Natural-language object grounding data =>
◇ ◇ ◇ ◇
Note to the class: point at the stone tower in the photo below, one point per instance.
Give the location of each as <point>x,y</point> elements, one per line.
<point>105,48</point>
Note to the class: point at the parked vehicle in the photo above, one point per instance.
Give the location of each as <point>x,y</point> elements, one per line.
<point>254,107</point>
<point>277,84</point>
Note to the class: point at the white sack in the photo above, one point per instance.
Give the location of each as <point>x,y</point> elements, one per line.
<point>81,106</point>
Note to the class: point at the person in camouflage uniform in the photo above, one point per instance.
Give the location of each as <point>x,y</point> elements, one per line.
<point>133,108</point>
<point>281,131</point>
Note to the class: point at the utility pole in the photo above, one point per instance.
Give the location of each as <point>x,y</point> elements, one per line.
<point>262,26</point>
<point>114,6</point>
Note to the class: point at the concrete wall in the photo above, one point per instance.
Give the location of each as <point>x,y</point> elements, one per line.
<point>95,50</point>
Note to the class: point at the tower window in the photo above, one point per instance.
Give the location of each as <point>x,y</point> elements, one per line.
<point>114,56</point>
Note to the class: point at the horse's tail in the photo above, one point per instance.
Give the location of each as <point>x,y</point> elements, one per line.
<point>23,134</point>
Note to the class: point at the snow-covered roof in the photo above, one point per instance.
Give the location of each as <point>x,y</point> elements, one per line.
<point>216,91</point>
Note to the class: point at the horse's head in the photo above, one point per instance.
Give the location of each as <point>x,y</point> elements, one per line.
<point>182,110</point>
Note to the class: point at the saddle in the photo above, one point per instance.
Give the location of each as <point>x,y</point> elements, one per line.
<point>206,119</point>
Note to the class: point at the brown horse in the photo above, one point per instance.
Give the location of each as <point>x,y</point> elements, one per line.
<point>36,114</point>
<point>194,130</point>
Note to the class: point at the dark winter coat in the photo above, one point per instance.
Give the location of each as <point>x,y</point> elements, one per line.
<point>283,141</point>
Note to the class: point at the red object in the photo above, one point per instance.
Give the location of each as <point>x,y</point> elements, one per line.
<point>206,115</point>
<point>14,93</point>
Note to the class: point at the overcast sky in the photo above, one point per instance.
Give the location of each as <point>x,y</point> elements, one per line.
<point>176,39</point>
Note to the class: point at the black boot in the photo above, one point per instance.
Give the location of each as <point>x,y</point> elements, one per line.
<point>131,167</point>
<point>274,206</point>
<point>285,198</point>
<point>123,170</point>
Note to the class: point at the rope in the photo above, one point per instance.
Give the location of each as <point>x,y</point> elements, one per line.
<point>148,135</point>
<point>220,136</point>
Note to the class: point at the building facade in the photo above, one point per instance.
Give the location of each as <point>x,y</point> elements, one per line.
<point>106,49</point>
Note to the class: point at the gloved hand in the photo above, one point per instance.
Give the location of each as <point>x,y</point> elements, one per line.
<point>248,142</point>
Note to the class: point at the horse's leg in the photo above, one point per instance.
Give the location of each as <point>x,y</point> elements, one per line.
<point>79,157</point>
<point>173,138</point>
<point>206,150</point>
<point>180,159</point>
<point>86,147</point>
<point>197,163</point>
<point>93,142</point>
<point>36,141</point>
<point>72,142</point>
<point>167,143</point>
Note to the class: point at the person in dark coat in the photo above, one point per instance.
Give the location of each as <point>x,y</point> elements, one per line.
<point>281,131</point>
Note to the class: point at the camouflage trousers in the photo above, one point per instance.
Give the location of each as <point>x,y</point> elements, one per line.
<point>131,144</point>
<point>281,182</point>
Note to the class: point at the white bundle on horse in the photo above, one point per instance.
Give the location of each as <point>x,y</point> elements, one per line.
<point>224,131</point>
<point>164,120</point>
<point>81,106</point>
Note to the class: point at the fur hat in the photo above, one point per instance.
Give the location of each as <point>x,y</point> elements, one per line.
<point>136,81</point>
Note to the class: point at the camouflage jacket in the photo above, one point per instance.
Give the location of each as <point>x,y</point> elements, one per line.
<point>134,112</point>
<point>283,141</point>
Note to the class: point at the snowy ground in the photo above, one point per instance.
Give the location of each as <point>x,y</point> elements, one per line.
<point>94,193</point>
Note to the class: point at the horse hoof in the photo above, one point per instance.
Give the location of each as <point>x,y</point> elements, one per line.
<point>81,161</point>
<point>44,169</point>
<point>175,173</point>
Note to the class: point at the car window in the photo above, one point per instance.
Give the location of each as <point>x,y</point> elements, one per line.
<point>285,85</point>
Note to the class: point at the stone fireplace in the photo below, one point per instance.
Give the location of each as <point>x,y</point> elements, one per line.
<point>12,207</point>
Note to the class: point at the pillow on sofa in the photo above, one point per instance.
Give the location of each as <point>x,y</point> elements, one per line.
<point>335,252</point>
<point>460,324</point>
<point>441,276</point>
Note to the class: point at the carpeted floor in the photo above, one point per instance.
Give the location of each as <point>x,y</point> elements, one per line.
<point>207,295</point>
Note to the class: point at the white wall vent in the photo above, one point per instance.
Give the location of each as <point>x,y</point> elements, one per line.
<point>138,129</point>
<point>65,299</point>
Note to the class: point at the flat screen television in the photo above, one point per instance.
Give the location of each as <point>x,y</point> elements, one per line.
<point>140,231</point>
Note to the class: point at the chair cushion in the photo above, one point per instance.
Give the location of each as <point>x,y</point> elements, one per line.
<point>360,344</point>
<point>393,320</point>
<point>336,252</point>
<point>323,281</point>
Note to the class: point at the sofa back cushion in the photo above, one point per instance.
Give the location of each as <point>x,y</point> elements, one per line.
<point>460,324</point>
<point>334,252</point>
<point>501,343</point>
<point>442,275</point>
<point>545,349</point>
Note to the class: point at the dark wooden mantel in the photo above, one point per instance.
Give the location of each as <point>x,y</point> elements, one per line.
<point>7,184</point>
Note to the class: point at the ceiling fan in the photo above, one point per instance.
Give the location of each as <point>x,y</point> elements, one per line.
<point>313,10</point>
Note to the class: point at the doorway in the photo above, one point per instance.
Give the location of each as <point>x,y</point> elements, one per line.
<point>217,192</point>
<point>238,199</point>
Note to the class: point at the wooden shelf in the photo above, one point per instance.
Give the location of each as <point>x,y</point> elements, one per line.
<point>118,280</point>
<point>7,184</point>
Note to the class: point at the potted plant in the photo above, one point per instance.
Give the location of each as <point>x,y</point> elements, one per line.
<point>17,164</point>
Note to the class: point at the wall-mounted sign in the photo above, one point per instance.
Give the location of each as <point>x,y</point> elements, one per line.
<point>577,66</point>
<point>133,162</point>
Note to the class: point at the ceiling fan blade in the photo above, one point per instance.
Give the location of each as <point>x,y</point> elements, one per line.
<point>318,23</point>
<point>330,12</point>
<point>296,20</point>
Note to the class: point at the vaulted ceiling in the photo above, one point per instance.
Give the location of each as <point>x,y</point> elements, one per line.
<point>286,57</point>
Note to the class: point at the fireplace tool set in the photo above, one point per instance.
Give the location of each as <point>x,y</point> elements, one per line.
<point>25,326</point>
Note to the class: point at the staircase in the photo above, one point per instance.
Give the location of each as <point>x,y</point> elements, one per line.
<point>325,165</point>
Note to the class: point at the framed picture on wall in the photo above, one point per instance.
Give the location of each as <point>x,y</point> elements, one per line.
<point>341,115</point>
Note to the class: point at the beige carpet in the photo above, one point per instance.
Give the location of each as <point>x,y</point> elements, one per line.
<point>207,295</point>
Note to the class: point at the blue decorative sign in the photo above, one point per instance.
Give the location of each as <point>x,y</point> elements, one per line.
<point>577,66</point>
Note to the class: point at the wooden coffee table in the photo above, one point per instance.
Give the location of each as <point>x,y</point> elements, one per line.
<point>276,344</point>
◇ ◇ ◇ ◇
YOUR ASSIGNMENT =>
Copy every line above once more, precisely as it reads.

SOLUTION TO THIS PROBLEM =>
Note to the class: point at the stone tower in the photo below, one point per instance.
Give the location of each as <point>x,y</point> elements, one per line.
<point>105,48</point>
Note to the class: point at the parked vehicle in the photo above, one point per instance.
Give the location of each as <point>x,y</point> elements, one per line.
<point>254,107</point>
<point>277,84</point>
Note to the class: point at the white sack in the photo above, one point per instance.
Give the location of each as <point>x,y</point> elements, one per line.
<point>81,106</point>
Note to the class: point at the person in camouflage uniform in the photo above, one point per instance.
Give the location of each as <point>x,y</point> elements, one per line.
<point>133,108</point>
<point>281,131</point>
Note to the class: point at the utility pole in the photo above, one point per instance.
Give the location of each as <point>x,y</point> elements, one per line.
<point>262,26</point>
<point>114,6</point>
Note to the class: point at the concrete wall in the photo above, one point per instance.
Give the location of each as <point>x,y</point> elements, one per line.
<point>95,50</point>
Note to the class: point at the tower window in the photo above, one point per instance.
Give the location of each as <point>x,y</point> elements, one per line.
<point>114,56</point>
Note to the class: point at the horse's tail in the photo above, one point per instance.
Give the location of each as <point>x,y</point> elements, one per line.
<point>23,134</point>
Note to the class: point at the snow-covered roof in the photo above, one point per instance.
Give the location of each as <point>x,y</point> elements, one per line.
<point>216,91</point>
Note to the class: point at the horse's head in the photo above, one point per instance.
Give the location of each as <point>x,y</point> elements, one per line.
<point>182,110</point>
Note to the class: point at the saddle in the photo above, one point per instance.
Give the location of each as <point>x,y</point> elements, one per line.
<point>206,119</point>
Note to the class: point at the brown horse in the photo above, one point per instance.
Give the location of each as <point>x,y</point> elements, one per line.
<point>36,114</point>
<point>194,130</point>
Note to the class: point at the dark winter coat in the photo above, one point per instance.
Give the location of each as <point>x,y</point> elements, one per line.
<point>283,141</point>
Note to the class: point at the red object in the photo above, one point per instance.
Give the location of each as <point>x,y</point> elements, one per line.
<point>206,115</point>
<point>14,93</point>
Note to the class: point at the overcast sky in the photo above, one point per instance.
Give the location of each as <point>x,y</point> elements, one per line.
<point>176,39</point>
Note to the class: point at the black boot in the photo above, one point per instance.
Give the location of each as <point>x,y</point> elements, one per line.
<point>131,167</point>
<point>274,206</point>
<point>285,198</point>
<point>123,170</point>
Note to the class: point at the rope in the photo above, one point per instance.
Give the location of each as <point>x,y</point> elements, one per line.
<point>148,135</point>
<point>220,136</point>
Note to the class: point at the building facade in the photo above, one point per instance.
Give the location of each as <point>x,y</point> elements, one per line.
<point>106,49</point>
Note to the class: point at the gloved hand in the photo above, one point per instance.
Give the location of each as <point>x,y</point> elements, one per line.
<point>248,142</point>
Note to the class: point at the horse's leg in the photo above, one point per instance.
Give the location of each as <point>x,y</point> elements, one per line.
<point>79,157</point>
<point>173,138</point>
<point>206,150</point>
<point>180,159</point>
<point>86,147</point>
<point>197,163</point>
<point>93,142</point>
<point>36,141</point>
<point>72,142</point>
<point>167,143</point>
Note to the class: point at the person in dark coat in the photo above, one point per instance.
Give the location of each as <point>x,y</point> elements, one per line.
<point>281,131</point>
Note to the class: point at the camouflage trousers in the photo above, one point per instance.
Give the location of each as <point>x,y</point> elements, one per line.
<point>131,144</point>
<point>281,182</point>
Note to the class: point at the white bundle on horse in the photo above, one point per instance.
Give the location of each as <point>x,y</point> elements, one per line.
<point>224,131</point>
<point>164,120</point>
<point>81,106</point>
Note to the class: point at the fur hat in the photo above, one point per instance.
Give the location of each as <point>x,y</point> elements, one per line.
<point>136,81</point>
Note to the class: point at the camouflage jacket in the photo above, one point per instance.
Give the location of each as <point>x,y</point> elements, one per line.
<point>134,112</point>
<point>283,141</point>
Note to the class: point at the snowy ground in the photo above, one point per instance.
Give the location of each as <point>x,y</point> elements, one per line.
<point>94,193</point>
Note to the class: point at the horse hoof in the photo above, one point per instance.
Give the location of each as <point>x,y</point> elements, one per line.
<point>81,161</point>
<point>44,169</point>
<point>175,173</point>
Note to the class: point at the car window in the photo above, one point per instance.
Give the location of each as <point>x,y</point> elements, one per line.
<point>285,85</point>
Note to the class: point at the stone fireplace in the photo below, one point per instance.
Give the location of each as <point>x,y</point> elements, one per line.
<point>12,207</point>
Note to the class: point at the pillow on sofa in the photo above, one point per instance.
Give the location of each as <point>x,y</point> elements, one per line.
<point>335,252</point>
<point>460,324</point>
<point>441,276</point>
Note to the class: point at the carpeted floor in the photo above, one point per instance.
Give the location of each as <point>x,y</point> elements, one per line.
<point>207,295</point>
Note to the class: point at the white wall vent in the photo above, one point per instance.
Give the location of each as <point>x,y</point> elements, one per line.
<point>138,129</point>
<point>65,299</point>
Note to the class: point at the flat screen television in the photo above, one point per instance.
Give the location of each as <point>x,y</point> elements, one per line.
<point>140,231</point>
Note to the class: point at the chair cushion in the photo above, one point per instance.
Give the location of each as <point>x,y</point> elements, one per line.
<point>360,344</point>
<point>393,320</point>
<point>336,252</point>
<point>323,281</point>
Note to the class: point at the sofa back cushion in the photo above, one point per instance.
Give the location of each as <point>x,y</point> elements, one per line.
<point>460,324</point>
<point>334,252</point>
<point>501,343</point>
<point>442,275</point>
<point>545,349</point>
Note to the class: point at the dark wooden mantel in the photo above, one point per instance.
Give the location of each as <point>x,y</point> elements, one per line.
<point>7,184</point>
Note to the class: point at the ceiling fan in the photo above, one point per instance.
Give the location of each as <point>x,y</point> elements, one per line.
<point>313,10</point>
Note to the class: point at the doorway in the photo above, one point per instance.
Give the location of each as <point>x,y</point> elements, one per line.
<point>217,192</point>
<point>238,199</point>
Note to the class: point at the wooden shelf in the photo above, one point per instance.
Give the location of each as <point>x,y</point> elements, one per line.
<point>118,280</point>
<point>7,184</point>
Note to the class: point at the potted plant in the photo above, one point per instance.
Give the location of each as <point>x,y</point> elements, one per line.
<point>17,164</point>
Note to the class: point at the wall-mounted sign in the photo above, one point per instance.
Give the location of each as <point>x,y</point> elements, one per line.
<point>577,66</point>
<point>133,162</point>
Note to the class: point at the ceiling fan blade in the photo above, one point per instance.
Give the location of each as <point>x,y</point> elements, one per line.
<point>318,23</point>
<point>330,12</point>
<point>296,20</point>
Note to the class: point at the vaulted ceiling in the photo above, one point per instance.
Give the location of each as <point>x,y</point> elements, one per line.
<point>286,57</point>
Note to the class: point at the fireplace tool set in the photo above, one point per instance.
Give the location of each as <point>x,y</point> elements, one per line.
<point>25,326</point>
Note to the class: point at the staircase in the photo above, one point per instance.
Give the location of each as <point>x,y</point> elements, one per line.
<point>325,165</point>
Note to the class: point at the framed picture on wall in the photo above, one point per instance.
Give the location of each as <point>x,y</point> elements, one per line.
<point>341,115</point>
Note to the class: point at the beige carpet in the photo above, one point per instance.
Give the location of each as <point>x,y</point> elements, one per line.
<point>207,295</point>
Note to the class: point at the blue decorative sign in the photo above, one point per instance.
Give the location of each as <point>x,y</point> elements, one per line.
<point>577,66</point>
Note to the class: point at the wooden coffee table in the photo above, one point per instance.
Give the location of each as <point>x,y</point> elements, one per line.
<point>276,344</point>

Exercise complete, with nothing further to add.